Exercise set =>
(a) Reproduce the entire math forum thread word for word.
(b) Count the lines of the records that contain the string "hand", treating uppercase and lowercase as different. Reply with that number alone.

Document passage =>
Hello, I have been stuck on this problem:
\(Q(n)=n /\sqrt{n} \)
Where n=(1,2,3,4.....)
DetermineProof all positive integers n for which: Q(n) > Q(n+1)
My thought:
By plugging in few numbers,1,2,3 etc
I noticed that Q(n)=sqrt(1),sqrt(2) etc..
Also that Q(1)= 1
Where in Q(n+1) if i plugged n=1
Q(2)=1
What i am trying to say but not sure how to write the proof or the idea mathematically: that Q(n+1) sequence starts at Q(2) so the sum of its sequences must be lower than Q(n) because Q(n) starts at Q(1)
For instance:
Q(1)=1 in q(n)
Q(2)=1 in q(n+1)
Or did i do a mistake that Q(2)=1..
Q(2)=sqrt(2)
But the last statement is also correct in the case too
That Q(n+1) sequence starts at Q(2)
while Q(n) starts at Q(1)
so the sum of Q(n) terms must be > Q(n+1) terms..
help please asap
n / √n > [ n + 1 ] / √[n + 1]
n / √n - [ n + 1 ] / √[n + 1] > 0
n √[ n + 1] - [n + 1]√n
__________________ > 0
√n * √[n + 1]
n √[n + 1] - [n + 1]√n > 0
n √[n + 1] > [ n + 1]√n square both sides
n^2 [ n + 1] > [n + 1]^2 * n
n^2 [ n + 1] - [n + 1]^2*n > 0
n [n + 1] [ n - (n + 1 ) ] > 0
n (n + 1] [ - 1] > 0
n ( n + 1) < 0
This is only true on -1 < n < 0
So....no poistive integers make this true
Also.....see the graph here : https://www.desmos.com/calculator/tmsohselsc
Q(n) is never greater than Q(n + 1)

Data =>

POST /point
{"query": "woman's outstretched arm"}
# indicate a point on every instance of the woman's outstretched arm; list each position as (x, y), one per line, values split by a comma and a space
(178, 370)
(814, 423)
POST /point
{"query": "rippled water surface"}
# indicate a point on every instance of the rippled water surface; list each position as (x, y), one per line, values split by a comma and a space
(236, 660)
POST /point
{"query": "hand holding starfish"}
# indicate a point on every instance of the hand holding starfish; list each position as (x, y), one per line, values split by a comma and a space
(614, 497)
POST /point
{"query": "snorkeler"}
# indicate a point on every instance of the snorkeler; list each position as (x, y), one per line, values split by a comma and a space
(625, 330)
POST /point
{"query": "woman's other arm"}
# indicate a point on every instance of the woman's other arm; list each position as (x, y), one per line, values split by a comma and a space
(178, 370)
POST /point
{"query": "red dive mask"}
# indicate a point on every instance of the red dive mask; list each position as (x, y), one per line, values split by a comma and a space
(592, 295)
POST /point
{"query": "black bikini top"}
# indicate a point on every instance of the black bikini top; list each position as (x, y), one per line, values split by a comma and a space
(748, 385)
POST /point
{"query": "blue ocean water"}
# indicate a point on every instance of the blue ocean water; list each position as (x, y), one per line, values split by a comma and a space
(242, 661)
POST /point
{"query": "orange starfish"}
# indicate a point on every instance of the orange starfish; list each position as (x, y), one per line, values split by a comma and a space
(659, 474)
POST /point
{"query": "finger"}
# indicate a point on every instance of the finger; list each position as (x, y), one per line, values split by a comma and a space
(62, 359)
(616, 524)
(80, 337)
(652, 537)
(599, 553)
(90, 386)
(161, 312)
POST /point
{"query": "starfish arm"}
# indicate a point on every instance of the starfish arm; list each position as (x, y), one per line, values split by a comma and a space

Responses by task =>
(a)
Hello, I have been stuck on this problem:
\(Q(n)=n /\sqrt{n} \)
Where n=(1,2,3,4.....)
DetermineProof all positive integers n for which: Q(n) > Q(n+1)
My thought:
By plugging in few numbers,1,2,3 etc
I noticed that Q(n)=sqrt(1),sqrt(2) etc..
Also that Q(1)= 1
Where in Q(n+1) if i plugged n=1
Q(2)=1
What i am trying to say but not sure how to write the proof or the idea mathematically: that Q(n+1) sequence starts at Q(2) so the sum of its sequences must be lower than Q(n) because Q(n) starts at Q(1)
For instance:
Q(1)=1 in q(n)
Q(2)=1 in q(n+1)
Or did i do a mistake that Q(2)=1..
Q(2)=sqrt(2)
But the last statement is also correct in the case too
That Q(n+1) sequence starts at Q(2)
while Q(n) starts at Q(1)
so the sum of Q(n) terms must be > Q(n+1) terms..
help please asap
n / √n > [ n + 1 ] / √[n + 1]
n / √n - [ n + 1 ] / √[n + 1] > 0
n √[ n + 1] - [n + 1]√n
__________________ > 0
√n * √[n + 1]
n √[n + 1] - [n + 1]√n > 0
n √[n + 1] > [ n + 1]√n square both sides
n^2 [ n + 1] > [n + 1]^2 * n
n^2 [ n + 1] - [n + 1]^2*n > 0
n [n + 1] [ n - (n + 1 ) ] > 0
n (n + 1] [ - 1] > 0
n ( n + 1) < 0
This is only true on -1 < n < 0
So....no poistive integers make this true
Also.....see the graph here : https://www.desmos.com/calculator/tmsohselsc
Q(n) is never greater than Q(n + 1)

(b) 2